Le matériel consiste en petites tapettes à appât identiques
à celles destinées aux rats (le calibre pour souris est trop faible). En
pratique, le muscardin et le loir sont trop peu nombreux sur un espace
restreint pour être piégés ; il en est tout autrement pour le lérot, qui,
par son nombre et sa concentration autour des maisons, justifie le piégeage.
Les pièges sont placés au faîte des murs ou aux fourches des grosses branches
horizontales ou peu inclinées. On peut en placer quelques unes à la base des
murs et au pied des treilles. On peut en monter sur de petits portiques dans le
genre de ceux destinés aux écureuils, mais plus petits, avec une tapette à
palette au bout et un fruit appât. Ces portiques sont montés à 2 mètres du sol.

----

LISTE DES TÂCHES:
- a) D'après l'article sur le piégeage du lérot :
(i) Pourquoi le calibre pour souris n'est-il pas utilisé ?
(ii) Quel animal justifie le piégeage par son nombre et sa concentration autour des maisons ?
(iii) À quelle hauteur du sol les portiques sont-ils montés ?
- b) Pouvez-vous prolonger l'article sur le piégeage du lérot au-delà de sa dernière phrase ?
Les entrées n'ont aucun lien avec l'article.

DONNÉES FOURNIES:
----

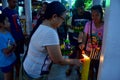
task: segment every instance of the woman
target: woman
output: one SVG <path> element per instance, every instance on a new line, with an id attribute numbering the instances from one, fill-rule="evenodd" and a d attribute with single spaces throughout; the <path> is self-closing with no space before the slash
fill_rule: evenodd
<path id="1" fill-rule="evenodd" d="M 80 66 L 79 59 L 64 59 L 61 54 L 56 29 L 63 23 L 66 16 L 65 7 L 58 1 L 48 4 L 45 20 L 31 37 L 28 53 L 23 62 L 24 76 L 28 80 L 47 79 L 53 63 Z M 24 79 L 24 80 L 27 80 Z"/>
<path id="2" fill-rule="evenodd" d="M 94 79 L 96 80 L 98 67 L 99 67 L 100 54 L 96 56 L 95 54 L 92 53 L 94 53 L 93 50 L 96 53 L 100 53 L 102 47 L 103 27 L 104 27 L 102 7 L 100 5 L 94 5 L 91 8 L 91 13 L 92 13 L 92 21 L 86 23 L 84 29 L 85 34 L 83 37 L 83 42 L 79 47 L 80 49 L 84 49 L 85 44 L 87 42 L 86 52 L 91 58 L 89 80 L 94 80 Z M 94 57 L 91 55 L 94 55 Z"/>

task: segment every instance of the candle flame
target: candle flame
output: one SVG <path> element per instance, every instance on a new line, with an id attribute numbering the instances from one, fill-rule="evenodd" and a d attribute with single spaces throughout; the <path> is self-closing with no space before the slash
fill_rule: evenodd
<path id="1" fill-rule="evenodd" d="M 89 59 L 89 57 L 86 54 L 82 54 L 82 56 L 84 57 L 84 59 Z"/>

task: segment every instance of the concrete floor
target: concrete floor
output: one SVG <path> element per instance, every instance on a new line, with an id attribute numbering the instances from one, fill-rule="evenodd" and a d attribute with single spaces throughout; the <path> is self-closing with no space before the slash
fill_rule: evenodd
<path id="1" fill-rule="evenodd" d="M 48 80 L 78 80 L 76 71 L 74 70 L 71 73 L 71 76 L 66 77 L 65 72 L 68 69 L 68 66 L 61 66 L 53 64 Z M 0 72 L 0 80 L 3 80 L 3 74 Z"/>

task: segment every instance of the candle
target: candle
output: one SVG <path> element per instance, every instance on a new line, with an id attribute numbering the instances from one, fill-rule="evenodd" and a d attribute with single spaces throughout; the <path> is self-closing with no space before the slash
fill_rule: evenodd
<path id="1" fill-rule="evenodd" d="M 84 58 L 83 58 L 82 70 L 81 70 L 81 80 L 88 80 L 90 58 L 86 54 L 82 54 L 82 55 Z"/>

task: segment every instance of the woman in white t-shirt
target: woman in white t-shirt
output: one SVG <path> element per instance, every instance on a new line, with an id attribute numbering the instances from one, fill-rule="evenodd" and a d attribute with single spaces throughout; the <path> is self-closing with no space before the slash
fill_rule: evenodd
<path id="1" fill-rule="evenodd" d="M 30 40 L 27 56 L 23 62 L 23 80 L 43 79 L 43 76 L 49 73 L 52 62 L 80 66 L 80 59 L 62 57 L 56 29 L 64 22 L 65 16 L 66 9 L 60 2 L 53 1 L 48 4 L 45 20 Z"/>

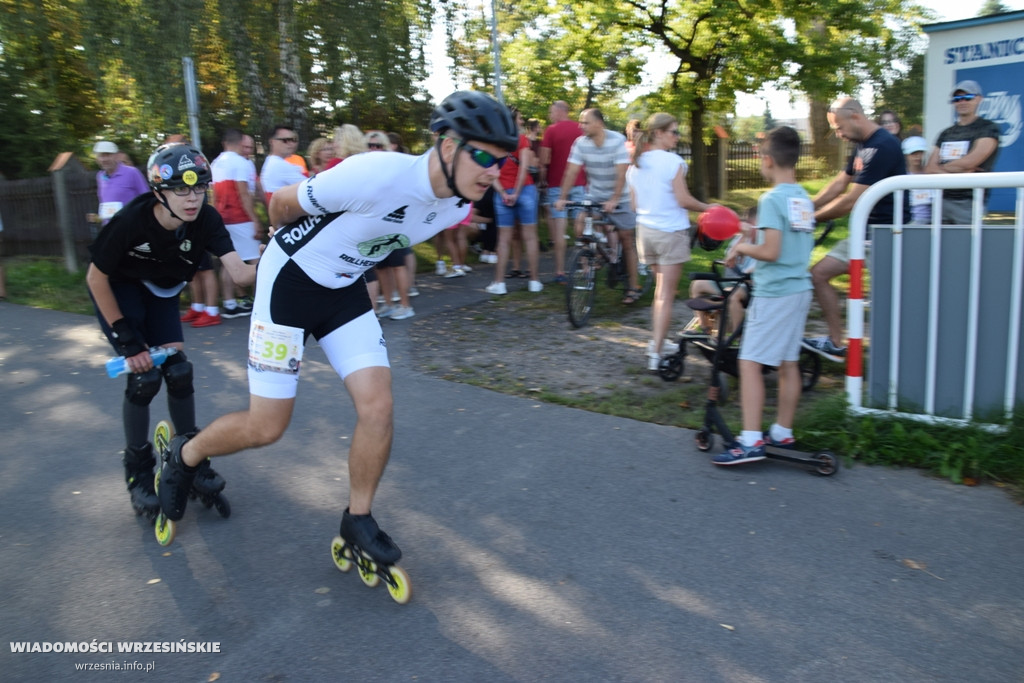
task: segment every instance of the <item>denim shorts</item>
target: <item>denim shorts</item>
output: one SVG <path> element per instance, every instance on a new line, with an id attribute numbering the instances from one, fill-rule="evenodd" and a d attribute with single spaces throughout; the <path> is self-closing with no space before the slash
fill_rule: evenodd
<path id="1" fill-rule="evenodd" d="M 511 189 L 505 190 L 511 195 Z M 519 193 L 519 199 L 513 206 L 505 206 L 501 195 L 495 193 L 495 222 L 498 227 L 515 227 L 516 221 L 521 225 L 537 224 L 537 185 L 525 185 Z"/>
<path id="2" fill-rule="evenodd" d="M 584 187 L 583 185 L 572 185 L 571 187 L 569 187 L 569 198 L 567 201 L 582 202 L 586 195 L 586 189 L 587 188 Z M 548 205 L 548 213 L 551 218 L 565 218 L 569 213 L 568 210 L 562 210 L 562 211 L 555 210 L 555 202 L 561 199 L 561 197 L 562 197 L 561 187 L 548 187 L 548 196 L 545 204 Z M 578 211 L 579 209 L 572 209 L 571 211 L 572 215 L 570 217 L 575 218 Z"/>

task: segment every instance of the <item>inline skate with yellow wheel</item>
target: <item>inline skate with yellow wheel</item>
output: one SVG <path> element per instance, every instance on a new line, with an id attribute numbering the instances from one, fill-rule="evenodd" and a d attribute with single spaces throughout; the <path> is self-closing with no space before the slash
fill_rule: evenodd
<path id="1" fill-rule="evenodd" d="M 412 599 L 413 585 L 409 574 L 395 566 L 401 551 L 391 537 L 380 529 L 373 515 L 353 515 L 345 510 L 340 533 L 331 542 L 331 557 L 341 571 L 348 571 L 354 565 L 359 579 L 370 588 L 383 581 L 398 604 L 403 605 Z"/>

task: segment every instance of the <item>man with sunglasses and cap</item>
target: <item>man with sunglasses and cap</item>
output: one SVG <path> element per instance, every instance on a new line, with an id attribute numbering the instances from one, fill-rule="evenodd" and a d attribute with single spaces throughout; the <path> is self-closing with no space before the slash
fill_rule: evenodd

----

RÉPONSES PAR TÂCHE:
- a)
(i) Il est trop faible.
(ii) Le lérot.
(iii) À 2 mètres du sol.

- b)
Quelques petites plates-formes réussiront également le long des troncs. Les
petits pièges en fil d'acier, ronds, modèle à moineau, ou plus grands de
préférence, sont peu employés ; on les appâte et les tend verticalement
fixés au tronc ou à une grosse branche par deux cavaliers.
Les assommoirs employés sont à ressort, avec fil métallique
servant à tuer l'animal quand il touche à l'appât.
Les souricières, ou mieux ratières à appât (boîtes
grillagées), pourront en prendre quelques exemplaires au sommet des murs, de
même de petites belettières (25 x 10 x 6) appâtées au besoin, ou de petites
nasses en grillage avec goulet d'entrée et appât intérieur.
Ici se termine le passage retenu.